======== Provided data ========

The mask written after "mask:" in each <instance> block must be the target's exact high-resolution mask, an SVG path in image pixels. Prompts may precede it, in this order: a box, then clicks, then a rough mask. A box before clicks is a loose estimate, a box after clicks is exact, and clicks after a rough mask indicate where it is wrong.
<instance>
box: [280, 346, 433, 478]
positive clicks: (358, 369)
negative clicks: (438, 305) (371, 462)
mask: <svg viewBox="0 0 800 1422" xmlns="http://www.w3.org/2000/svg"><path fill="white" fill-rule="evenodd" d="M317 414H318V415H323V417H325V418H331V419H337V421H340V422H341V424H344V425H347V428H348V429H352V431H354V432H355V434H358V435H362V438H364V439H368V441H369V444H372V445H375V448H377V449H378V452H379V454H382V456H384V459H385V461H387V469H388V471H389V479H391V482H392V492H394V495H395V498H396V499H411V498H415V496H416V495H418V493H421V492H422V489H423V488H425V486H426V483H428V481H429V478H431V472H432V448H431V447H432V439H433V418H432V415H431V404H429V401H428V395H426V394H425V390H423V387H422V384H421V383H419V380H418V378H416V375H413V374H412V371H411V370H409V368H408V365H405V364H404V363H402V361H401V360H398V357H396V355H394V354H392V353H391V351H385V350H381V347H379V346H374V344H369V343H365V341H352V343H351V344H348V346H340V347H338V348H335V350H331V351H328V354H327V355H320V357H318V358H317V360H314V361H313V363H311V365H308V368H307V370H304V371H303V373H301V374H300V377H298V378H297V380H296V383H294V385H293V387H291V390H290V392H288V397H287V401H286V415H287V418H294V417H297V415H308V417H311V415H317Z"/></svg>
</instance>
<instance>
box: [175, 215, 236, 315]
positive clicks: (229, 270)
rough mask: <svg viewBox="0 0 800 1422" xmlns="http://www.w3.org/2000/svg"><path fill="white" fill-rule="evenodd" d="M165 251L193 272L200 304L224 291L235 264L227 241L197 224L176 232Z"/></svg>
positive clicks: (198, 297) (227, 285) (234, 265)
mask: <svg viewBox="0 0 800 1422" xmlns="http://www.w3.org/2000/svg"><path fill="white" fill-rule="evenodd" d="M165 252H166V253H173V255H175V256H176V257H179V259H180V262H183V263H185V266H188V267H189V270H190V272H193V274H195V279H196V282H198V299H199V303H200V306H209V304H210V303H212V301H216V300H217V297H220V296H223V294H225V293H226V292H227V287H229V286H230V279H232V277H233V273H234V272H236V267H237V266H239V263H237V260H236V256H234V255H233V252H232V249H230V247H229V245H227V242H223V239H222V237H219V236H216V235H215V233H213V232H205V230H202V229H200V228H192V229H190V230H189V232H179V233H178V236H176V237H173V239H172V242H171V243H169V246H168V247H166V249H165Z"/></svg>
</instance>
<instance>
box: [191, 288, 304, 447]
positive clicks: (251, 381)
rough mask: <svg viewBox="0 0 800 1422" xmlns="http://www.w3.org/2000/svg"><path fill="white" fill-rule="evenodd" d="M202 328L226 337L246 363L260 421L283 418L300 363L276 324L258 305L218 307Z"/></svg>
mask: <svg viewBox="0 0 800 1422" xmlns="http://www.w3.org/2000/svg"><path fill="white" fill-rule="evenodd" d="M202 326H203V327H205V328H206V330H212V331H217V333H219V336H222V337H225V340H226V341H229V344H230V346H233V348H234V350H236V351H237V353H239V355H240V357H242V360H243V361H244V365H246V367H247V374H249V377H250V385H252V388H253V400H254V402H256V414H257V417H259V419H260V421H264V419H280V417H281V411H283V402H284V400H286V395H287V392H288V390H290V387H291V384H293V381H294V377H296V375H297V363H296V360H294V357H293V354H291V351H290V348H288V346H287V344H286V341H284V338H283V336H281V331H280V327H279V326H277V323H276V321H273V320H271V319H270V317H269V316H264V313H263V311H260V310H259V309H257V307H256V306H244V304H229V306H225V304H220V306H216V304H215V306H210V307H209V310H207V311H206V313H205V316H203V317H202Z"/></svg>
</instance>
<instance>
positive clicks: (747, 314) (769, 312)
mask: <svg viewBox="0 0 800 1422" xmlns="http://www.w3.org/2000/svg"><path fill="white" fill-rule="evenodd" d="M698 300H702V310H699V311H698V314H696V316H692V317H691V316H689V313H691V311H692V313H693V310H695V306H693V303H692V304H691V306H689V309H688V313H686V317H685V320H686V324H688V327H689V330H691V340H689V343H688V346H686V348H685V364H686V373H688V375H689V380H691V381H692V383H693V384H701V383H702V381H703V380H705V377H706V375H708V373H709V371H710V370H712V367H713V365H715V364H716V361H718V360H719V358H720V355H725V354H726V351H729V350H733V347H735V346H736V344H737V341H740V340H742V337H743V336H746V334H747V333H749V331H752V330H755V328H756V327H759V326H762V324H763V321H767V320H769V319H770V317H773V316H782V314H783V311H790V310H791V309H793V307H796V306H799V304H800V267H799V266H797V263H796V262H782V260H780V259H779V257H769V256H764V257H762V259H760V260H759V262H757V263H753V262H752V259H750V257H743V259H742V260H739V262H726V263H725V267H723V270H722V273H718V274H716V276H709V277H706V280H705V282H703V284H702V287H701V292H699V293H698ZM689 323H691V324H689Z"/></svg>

========

■ Task to carry out ■
Rewrite these lines with every instance of "positive clicks" changed to "foreground clicks" and nothing else altered.

■ Answer space ■
The mask written after "mask:" in each <instance> block must be the target's exact high-resolution mask, an SVG path in image pixels. Prompts may precede it, in this order: a box, then clicks, then a rough mask. A box before clicks is a loose estimate, a box after clicks is exact, and clicks after a rough mask indicate where it is wrong.
<instance>
box: [280, 346, 433, 478]
foreground clicks: (358, 369)
negative clicks: (438, 305) (371, 462)
mask: <svg viewBox="0 0 800 1422" xmlns="http://www.w3.org/2000/svg"><path fill="white" fill-rule="evenodd" d="M317 414H318V415H323V417H325V418H331V419H337V421H340V422H341V424H344V425H347V428H348V429H352V431H354V432H355V434H358V435H362V438H364V439H368V441H369V444H372V445H375V448H377V449H378V452H379V454H382V456H384V459H385V461H387V469H388V471H389V479H391V482H392V492H394V495H395V498H396V499H411V498H415V496H416V495H418V493H421V492H422V489H423V488H425V486H426V483H428V481H429V478H431V472H432V448H431V447H432V439H433V418H432V415H431V404H429V401H428V395H426V394H425V390H423V387H422V384H421V383H419V380H418V378H416V375H413V374H412V371H411V370H409V368H408V365H405V364H404V363H402V361H401V360H398V357H396V355H394V354H392V353H391V351H385V350H381V347H379V346H374V344H369V343H365V341H352V343H351V344H348V346H340V347H338V348H335V350H331V351H328V354H327V355H320V357H318V358H317V360H314V361H313V363H311V365H308V368H307V370H304V371H303V373H301V374H300V377H298V378H297V380H296V383H294V385H293V387H291V390H290V392H288V397H287V401H286V415H287V418H294V417H297V415H308V417H311V415H317Z"/></svg>
</instance>
<instance>
box: [175, 215, 236, 315]
foreground clicks: (229, 270)
rough mask: <svg viewBox="0 0 800 1422" xmlns="http://www.w3.org/2000/svg"><path fill="white" fill-rule="evenodd" d="M165 251L193 272L200 304L224 291L235 264L227 241L197 224L176 232Z"/></svg>
foreground clicks: (198, 297) (227, 285) (234, 265)
mask: <svg viewBox="0 0 800 1422" xmlns="http://www.w3.org/2000/svg"><path fill="white" fill-rule="evenodd" d="M165 252H166V253H173V255H175V256H176V257H179V259H180V262H183V263H185V266H188V267H189V270H190V272H193V274H195V279H196V282H198V299H199V303H200V306H209V304H210V303H212V301H216V300H217V297H220V296H223V294H225V293H226V292H227V287H229V286H230V279H232V277H233V273H234V272H236V267H237V266H239V263H237V260H236V256H234V255H233V252H232V249H230V247H229V245H227V242H223V239H222V237H219V236H216V235H215V233H213V232H205V230H202V229H200V228H192V229H190V230H189V232H179V233H178V236H176V237H173V239H172V242H171V243H169V246H168V247H166V249H165Z"/></svg>
</instance>
<instance>
box: [191, 288, 304, 447]
foreground clicks: (251, 381)
rough mask: <svg viewBox="0 0 800 1422" xmlns="http://www.w3.org/2000/svg"><path fill="white" fill-rule="evenodd" d="M202 328L226 337L246 363L260 421L283 418L300 363L276 324L258 305L218 307Z"/></svg>
mask: <svg viewBox="0 0 800 1422" xmlns="http://www.w3.org/2000/svg"><path fill="white" fill-rule="evenodd" d="M202 326H203V327H205V328H206V330H212V331H217V333H219V336H222V337H225V340H226V341H229V344H230V346H233V348H234V350H236V351H237V353H239V355H240V357H242V360H243V361H244V365H246V367H247V374H249V377H250V385H252V388H253V400H254V402H256V414H257V417H259V419H260V421H264V419H280V417H281V411H283V402H284V400H286V395H287V392H288V390H290V387H291V384H293V381H294V377H296V375H297V363H296V360H294V357H293V354H291V351H290V348H288V346H287V344H286V341H284V338H283V336H281V331H280V327H279V326H277V323H276V321H273V320H271V319H270V317H269V316H264V313H263V311H260V310H259V309H257V307H256V306H244V304H229V306H225V304H220V306H216V304H215V306H210V307H209V310H207V311H206V313H205V316H203V317H202Z"/></svg>
</instance>
<instance>
foreground clicks: (747, 314) (769, 312)
mask: <svg viewBox="0 0 800 1422" xmlns="http://www.w3.org/2000/svg"><path fill="white" fill-rule="evenodd" d="M698 300H702V310H699V311H698V314H696V316H692V317H691V316H689V313H691V311H692V313H693V310H695V306H693V303H692V304H691V306H689V309H688V313H686V317H685V320H686V324H688V327H689V330H691V340H689V343H688V346H686V348H685V364H686V373H688V375H689V380H691V381H692V383H693V384H701V383H702V381H703V380H705V377H706V375H708V373H709V371H710V370H712V367H713V365H715V364H716V361H718V360H719V358H720V355H725V354H726V351H729V350H733V347H735V346H736V344H737V341H740V340H742V337H743V336H746V334H747V333H749V331H752V330H755V328H756V327H759V326H762V324H763V321H767V320H769V319H770V317H773V316H782V314H783V311H790V310H791V309H793V307H796V306H799V304H800V267H799V266H797V263H796V262H782V260H780V259H779V257H769V256H764V257H762V259H760V260H759V262H757V263H753V262H752V259H750V257H743V259H742V260H739V262H726V263H725V267H723V270H722V273H718V274H716V276H709V277H706V280H705V282H703V284H702V287H701V292H699V293H698ZM689 323H691V324H689Z"/></svg>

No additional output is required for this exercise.